Express the records below as a two-column CSV with the header request_text,answer. Give one row for each text and its answer, each in a single quoted field with line breaks turned into spaces, cover all the records, and leave the pictures out.

Begin Records for the task

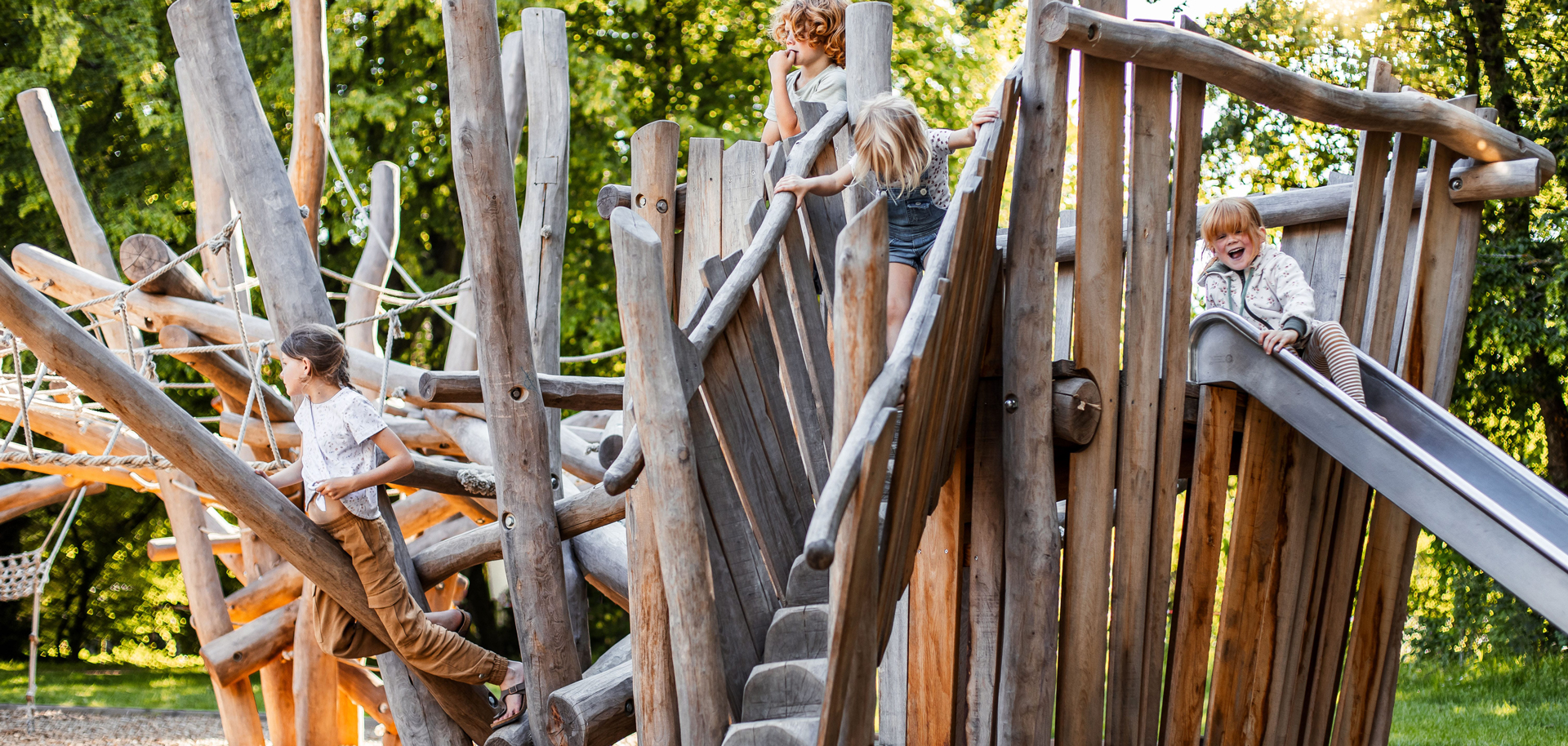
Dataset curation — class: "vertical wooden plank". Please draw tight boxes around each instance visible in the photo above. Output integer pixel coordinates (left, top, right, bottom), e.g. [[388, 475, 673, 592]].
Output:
[[610, 208, 729, 746], [1106, 66, 1171, 746], [1159, 385, 1236, 746], [1057, 0, 1127, 736], [442, 2, 581, 743], [686, 138, 724, 323], [964, 378, 1003, 746], [997, 11, 1072, 744], [288, 0, 329, 259], [906, 448, 969, 746], [158, 470, 263, 746]]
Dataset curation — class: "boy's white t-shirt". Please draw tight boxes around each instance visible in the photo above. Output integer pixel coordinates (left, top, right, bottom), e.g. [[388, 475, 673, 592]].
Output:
[[295, 389, 387, 520], [762, 63, 850, 122]]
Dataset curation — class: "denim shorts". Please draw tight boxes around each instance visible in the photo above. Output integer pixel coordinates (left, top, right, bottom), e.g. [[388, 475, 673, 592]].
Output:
[[883, 187, 947, 271]]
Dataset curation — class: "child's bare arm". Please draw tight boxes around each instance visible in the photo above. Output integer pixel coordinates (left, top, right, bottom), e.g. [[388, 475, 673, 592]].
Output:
[[762, 49, 800, 144], [947, 107, 1002, 150], [773, 165, 854, 204]]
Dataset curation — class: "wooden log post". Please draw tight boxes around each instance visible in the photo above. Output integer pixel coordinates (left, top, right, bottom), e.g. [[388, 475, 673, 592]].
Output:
[[1137, 42, 1207, 743], [119, 233, 216, 303], [817, 196, 893, 746], [16, 88, 141, 366], [288, 0, 326, 254], [1046, 0, 1126, 746], [174, 60, 247, 309], [343, 160, 404, 353], [157, 473, 264, 746], [1106, 66, 1187, 744], [996, 0, 1071, 743], [610, 208, 729, 744], [0, 475, 104, 523], [442, 2, 581, 743]]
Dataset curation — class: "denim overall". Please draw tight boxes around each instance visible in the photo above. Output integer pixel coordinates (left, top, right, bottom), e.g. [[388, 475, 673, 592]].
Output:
[[881, 187, 947, 271]]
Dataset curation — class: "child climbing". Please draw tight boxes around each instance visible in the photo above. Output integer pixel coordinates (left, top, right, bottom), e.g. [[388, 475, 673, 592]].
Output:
[[1198, 198, 1365, 406], [773, 94, 1000, 346], [762, 0, 849, 146], [257, 324, 525, 726]]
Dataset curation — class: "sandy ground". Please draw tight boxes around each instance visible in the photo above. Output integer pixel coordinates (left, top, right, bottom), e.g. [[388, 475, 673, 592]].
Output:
[[0, 708, 381, 746]]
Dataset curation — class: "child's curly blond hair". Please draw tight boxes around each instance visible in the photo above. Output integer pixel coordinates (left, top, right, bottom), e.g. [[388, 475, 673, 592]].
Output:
[[770, 0, 850, 68]]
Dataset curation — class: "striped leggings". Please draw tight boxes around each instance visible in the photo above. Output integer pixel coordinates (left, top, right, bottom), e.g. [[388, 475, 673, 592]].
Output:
[[1302, 322, 1367, 406]]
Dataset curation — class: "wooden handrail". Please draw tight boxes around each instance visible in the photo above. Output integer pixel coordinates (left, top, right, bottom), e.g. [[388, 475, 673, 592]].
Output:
[[1041, 0, 1557, 180]]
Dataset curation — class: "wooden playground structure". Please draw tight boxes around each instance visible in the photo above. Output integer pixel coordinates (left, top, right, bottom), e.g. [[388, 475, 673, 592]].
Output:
[[0, 0, 1568, 746]]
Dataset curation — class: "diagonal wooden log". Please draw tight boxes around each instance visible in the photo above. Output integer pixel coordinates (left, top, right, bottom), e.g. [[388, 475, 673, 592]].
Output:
[[1041, 2, 1557, 177], [0, 258, 492, 738], [441, 0, 581, 744], [16, 88, 141, 362]]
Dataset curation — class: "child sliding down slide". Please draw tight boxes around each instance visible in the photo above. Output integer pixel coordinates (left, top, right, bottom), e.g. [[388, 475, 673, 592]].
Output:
[[1198, 198, 1382, 407], [257, 324, 523, 726], [773, 94, 1000, 346]]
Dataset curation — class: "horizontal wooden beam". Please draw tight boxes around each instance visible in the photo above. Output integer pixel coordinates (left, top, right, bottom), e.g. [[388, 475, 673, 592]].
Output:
[[1041, 0, 1557, 179], [417, 370, 626, 411]]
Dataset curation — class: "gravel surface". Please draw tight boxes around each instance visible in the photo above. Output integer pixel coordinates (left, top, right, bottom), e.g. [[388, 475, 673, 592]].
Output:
[[0, 708, 381, 746]]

End Records for the task

Response to this task –
request_text,answer
"Dataset curation — class: ""vertical wooden plank"". Please draw tight boxes around each instance visible in the photo above. Output integer pixel coordinates (left, top, right, bottom), e.g. [[388, 475, 673, 592]]. Output:","[[610, 208, 729, 746], [1106, 66, 1171, 746], [1159, 385, 1236, 746], [1057, 0, 1127, 736], [442, 2, 581, 743], [686, 138, 724, 323], [964, 378, 1003, 746], [997, 11, 1072, 744], [288, 0, 329, 259], [906, 448, 969, 746], [158, 470, 263, 746]]"
"Dataset curation — class: ""boy's white t-shirt"". Please draw tight boxes around each instance visible in the photo above. Output integer pixel coordinates (left, top, right, bottom), e.g. [[388, 475, 673, 592]]. Output:","[[295, 389, 387, 520], [762, 63, 850, 122]]"
"Dataset curation — class: ""denim shorts"". Please draw tight boxes around each instance visible in the photo above. Output integer pixel coordinates (left, top, right, bottom), e.g. [[388, 475, 673, 592]]. Output:","[[883, 187, 947, 271]]"
"Dataset curation — class: ""child's bare arm"". Please draw tight boxes around each instance visible in the photo above. Output integer pixel coordinates (left, top, right, bottom), e.g. [[388, 475, 673, 592]]. Output:","[[762, 49, 800, 144], [947, 107, 1002, 150], [773, 165, 854, 204]]"
"Dataset curation — class: ""wooden log post"". Please draw tight boxes around each instance visible in the photo above. Output integer pixel coordinates (left, top, right, bottom), e.g. [[388, 475, 673, 592]]. Output:","[[1137, 42, 1207, 743], [119, 233, 216, 303], [817, 196, 893, 746], [16, 88, 141, 366], [288, 0, 326, 254], [1046, 0, 1126, 746], [174, 60, 247, 309], [343, 160, 404, 353], [157, 473, 264, 746], [1106, 66, 1187, 744], [996, 0, 1071, 743], [610, 208, 729, 744], [0, 475, 104, 523], [442, 2, 581, 743]]"
"Dataset curation — class: ""denim overall"". Please draw tight boxes around each instance visible in the photo above. Output integer pixel coordinates (left, top, right, bottom), e.g. [[388, 475, 673, 592]]. Output:","[[881, 187, 947, 271]]"
"Dataset curation — class: ""child climbing"". Please draw tight boxes around each instance visible in the photo above. Output integer pixel coordinates (left, top, right, bottom), e.g. [[388, 475, 673, 592]]. Output:","[[1198, 198, 1365, 406], [773, 94, 1000, 346], [762, 0, 849, 146], [257, 324, 525, 726]]"
"Dataset curation — class: ""sandy ground"". Please draw tight boxes around each instance visible in the photo above. Output integer pixel coordinates (left, top, right, bottom), e.g. [[388, 475, 673, 592]]. Output:","[[0, 708, 381, 746]]"
"Dataset curation — class: ""child's curly blond hair"". Please draw tight boxes around each instance visible in the photo above. Output integer pixel coordinates (left, top, right, bottom), e.g. [[388, 475, 673, 592]]. Output:","[[770, 0, 850, 68]]"
"Dataset curation — class: ""striped leggings"". Please draw tight boxes around each instance visible in the photo above. Output integer pixel coordinates (left, top, right, bottom), e.g. [[388, 475, 673, 592]]. Output:","[[1302, 322, 1367, 406]]"
"Dataset curation — class: ""wooden handrail"". Please draw tight boxes around each instance visible in the photo above. Output integer pixel coordinates (left, top, right, bottom), e.g. [[388, 475, 673, 592]]. Output:","[[1041, 0, 1557, 180]]"
"Dataset curation — class: ""wooden playground structure"". Please draw tight boxes around each instance visible in the photo above. Output integer pixel coordinates (left, top, right, bottom), e.g. [[388, 475, 673, 592]]. Output:","[[0, 0, 1568, 746]]"
"Dataset curation — class: ""diagonal wooden log"". Please draw tight boxes around each instance visible in the photo above. Output integer pixel coordinates (left, top, right, bottom), e.g. [[388, 475, 673, 592]]. Output:","[[1041, 2, 1557, 177], [0, 258, 492, 738], [441, 0, 581, 744], [16, 88, 141, 362]]"
"Dataset curation — class: ""child sliding down slide"". Please draw tight boxes around each instance visible in the photo above. Output integer pixel coordinates (left, top, right, bottom), e.g. [[388, 475, 673, 592]]. Output:","[[1198, 198, 1382, 407], [257, 324, 523, 726], [773, 94, 1000, 346]]"
"Dataset curation — class: ""horizontal wooden beam"". Please draw tight boxes around each instance visible in the photo above. Output integer pixel coordinates (left, top, right, bottom), e.g. [[388, 475, 673, 592]]. Output:","[[1041, 0, 1557, 179], [417, 370, 626, 411]]"
"Dataset curation — class: ""gravel surface"". Please draw tight boxes around each instance visible in the photo above. Output integer pixel coordinates (left, top, right, bottom), e.g. [[388, 475, 673, 592]]. Output:","[[0, 708, 381, 746]]"